作業内容.
下にある免疫系の細胞交通についての文章を、一字も変えずに全部引用してください。

本文.
免疫系における細胞交通の分子生物学的研究


 免疫応答は、組織だったリンパ組織のなかで開始される。体に侵入してきた抗原は、まずリンパ組織に運ばれて、リンパ球に対して抗原が提示される。抗原がどのように運ばれるかについて、現在コンセンサスが得られているところによると、次のようになる。たとえば、皮膚にアレルギーを起すような化学物質の暴露が起こったとしよう。表皮の中には、主要組織適合抗原(MHC) クラスII をたくさん細胞表面に表現しているランゲルハンス細胞が存在する。いわばプロフェッショナルな抗原提示細胞である。ランゲルハンス細胞は、化学物質で修飾された自己のタンパク質を細胞の中に取り込み、MHC クラスII に結合させ、細胞ごとリンパ節に移動する。いわば、リンパ管を介した細胞交通がおこる。リンパ節に移動したランゲルハンス細胞は、樹状細胞と呼ばれるようになる。もう一つの細胞交通は、リンパ球の側に存在する。抗原を特異的に認識して抗原特異的な免疫応答を起すリンパ球は、絶えず体内を循環しており、リンパ組織に出入りしている。血液循環からの入り口は、リンパ節の特殊な細静脈である高内皮細静脈 (HEV) である。抗原特異的なリンパ球は、HEV から血管の外に出て、リンパ節の組織実質に入る。ここで、抗原を提示した樹状細胞と出会う。もしもリンパ球の抗原受容体が樹状細胞に提示された抗原に合致したときには、そのリンパ球は活性化され、サイトカインを産生したり、細胞傷害性を発揮できるようになる。提示された抗原を認識しないリンパ球は、しばらくするとリンパ節から出ていき、リンパ管を通って再び血液循環に戻り、次のチャンスを待つ。この現象を、リンパ球のホーミング(より正確には、リンパ球の再循環)という。このタイプの細胞交通の研究は、近年多いに進展し、細胞接着分子セレクチンや、シグナル分子ケモカインの研究の発展のもとになった。これらの分子については、分子生物学的な研究が世界中で行われており、最近の免疫学の領域の中でもでも、主要な関心事の一つとなっている。さらに、一般に炎症を起した部位では、血管外に白血球が浸潤するが、このメカニズムも実はリンパ球ホーミングと共通する原理に基づいていることがわかってきた。

提供データ.

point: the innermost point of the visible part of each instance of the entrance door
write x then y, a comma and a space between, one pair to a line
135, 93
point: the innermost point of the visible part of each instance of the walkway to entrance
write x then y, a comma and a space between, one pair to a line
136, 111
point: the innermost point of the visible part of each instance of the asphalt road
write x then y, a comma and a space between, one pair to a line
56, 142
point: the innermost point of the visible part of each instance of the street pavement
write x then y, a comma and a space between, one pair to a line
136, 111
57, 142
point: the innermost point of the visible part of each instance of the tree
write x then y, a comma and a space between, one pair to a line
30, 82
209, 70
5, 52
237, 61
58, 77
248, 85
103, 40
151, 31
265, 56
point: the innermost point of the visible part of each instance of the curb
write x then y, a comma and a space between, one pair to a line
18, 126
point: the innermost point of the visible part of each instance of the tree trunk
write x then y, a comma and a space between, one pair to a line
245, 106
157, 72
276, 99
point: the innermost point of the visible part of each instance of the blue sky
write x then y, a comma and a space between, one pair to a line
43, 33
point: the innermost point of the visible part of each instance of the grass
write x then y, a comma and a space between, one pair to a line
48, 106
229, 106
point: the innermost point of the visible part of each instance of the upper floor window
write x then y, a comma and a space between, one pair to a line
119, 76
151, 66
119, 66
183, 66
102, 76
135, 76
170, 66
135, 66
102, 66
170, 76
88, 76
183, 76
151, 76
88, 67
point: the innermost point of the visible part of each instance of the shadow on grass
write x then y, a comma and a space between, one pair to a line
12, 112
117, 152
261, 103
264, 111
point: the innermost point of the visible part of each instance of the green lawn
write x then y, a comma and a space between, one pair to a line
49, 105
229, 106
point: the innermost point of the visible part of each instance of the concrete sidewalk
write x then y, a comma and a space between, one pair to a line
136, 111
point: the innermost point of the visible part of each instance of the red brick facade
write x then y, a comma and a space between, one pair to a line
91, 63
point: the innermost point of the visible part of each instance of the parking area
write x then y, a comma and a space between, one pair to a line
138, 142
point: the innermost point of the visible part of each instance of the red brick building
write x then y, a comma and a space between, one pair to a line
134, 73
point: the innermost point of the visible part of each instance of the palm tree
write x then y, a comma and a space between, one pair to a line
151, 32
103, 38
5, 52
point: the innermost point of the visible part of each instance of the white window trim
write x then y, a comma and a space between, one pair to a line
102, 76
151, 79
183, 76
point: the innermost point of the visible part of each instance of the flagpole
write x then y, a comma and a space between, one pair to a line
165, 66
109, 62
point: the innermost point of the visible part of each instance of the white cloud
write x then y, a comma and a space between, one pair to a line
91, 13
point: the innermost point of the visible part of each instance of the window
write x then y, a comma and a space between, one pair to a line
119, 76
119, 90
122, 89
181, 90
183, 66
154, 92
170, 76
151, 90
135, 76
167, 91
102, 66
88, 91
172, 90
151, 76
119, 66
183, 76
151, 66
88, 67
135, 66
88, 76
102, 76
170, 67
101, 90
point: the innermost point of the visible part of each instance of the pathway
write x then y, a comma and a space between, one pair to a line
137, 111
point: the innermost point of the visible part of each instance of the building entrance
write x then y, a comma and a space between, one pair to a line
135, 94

結果.
免疫系における細胞交通の分子生物学的研究


 免疫応答は、組織だったリンパ組織のなかで開始される。体に侵入してきた抗原は、まずリンパ組織に運ばれて、リンパ球に対して抗原が提示される。抗原がどのように運ばれるかについて、現在コンセンサスが得られているところによると、次のようになる。たとえば、皮膚にアレルギーを起すような化学物質の暴露が起こったとしよう。表皮の中には、主要組織適合抗原(MHC) クラスII をたくさん細胞表面に表現しているランゲルハンス細胞が存在する。いわばプロフェッショナルな抗原提示細胞である。ランゲルハンス細胞は、化学物質で修飾された自己のタンパク質を細胞の中に取り込み、MHC クラスII に結合させ、細胞ごとリンパ節に移動する。いわば、リンパ管を介した細胞交通がおこる。リンパ節に移動したランゲルハンス細胞は、樹状細胞と呼ばれるようになる。もう一つの細胞交通は、リンパ球の側に存在する。抗原を特異的に認識して抗原特異的な免疫応答を起すリンパ球は、絶えず体内を循環しており、リンパ組織に出入りしている。血液循環からの入り口は、リンパ節の特殊な細静脈である高内皮細静脈 (HEV) である。抗原特異的なリンパ球は、HEV から血管の外に出て、リンパ節の組織実質に入る。ここで、抗原を提示した樹状細胞と出会う。もしもリンパ球の抗原受容体が樹状細胞に提示された抗原に合致したときには、そのリンパ球は活性化され、サイトカインを産生したり、細胞傷害性を発揮できるようになる。提示された抗原を認識しないリンパ球は、しばらくするとリンパ節から出ていき、リンパ管を通って再び血液循環に戻り、次のチャンスを待つ。この現象を、リンパ球のホーミング(より正確には、リンパ球の再循環)という。このタイプの細胞交通の研究は、近年多いに進展し、細胞接着分子セレクチンや、シグナル分子ケモカインの研究の発展のもとになった。これらの分子については、分子生物学的な研究が世界中で行われており、最近の免疫学の領域の中でもでも、主要な関心事の一つとなっている。さらに、一般に炎症を起した部位では、血管外に白血球が浸潤するが、このメカニズムも実はリンパ球ホーミングと共通する原理に基づいていることがわかってきた。